— begin INFORMATION SUPPLIED —

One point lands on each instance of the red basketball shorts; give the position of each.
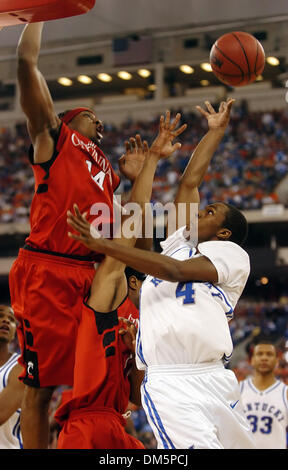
(47, 293)
(96, 429)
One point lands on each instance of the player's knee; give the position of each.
(37, 398)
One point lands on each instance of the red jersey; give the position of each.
(102, 363)
(78, 172)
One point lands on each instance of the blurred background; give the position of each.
(131, 61)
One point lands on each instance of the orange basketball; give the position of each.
(237, 58)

— end INFORMATION SUPPLIED —

EXERCISE GOAL: Copy every line above word for word, leaving out the picture.

TASK RESPONSE:
One point lands on each instance of the red basketball shorts; give the position of each.
(47, 293)
(96, 429)
One point lands on each instance of the player's knee; give the position of each.
(37, 398)
One point lands on each instance of the red jersey; give the position of each.
(102, 363)
(78, 172)
One point lands on each instance of the blurred background; give the position of each.
(131, 61)
One point lands on each instance of the orange basketball; give the position of each.
(237, 58)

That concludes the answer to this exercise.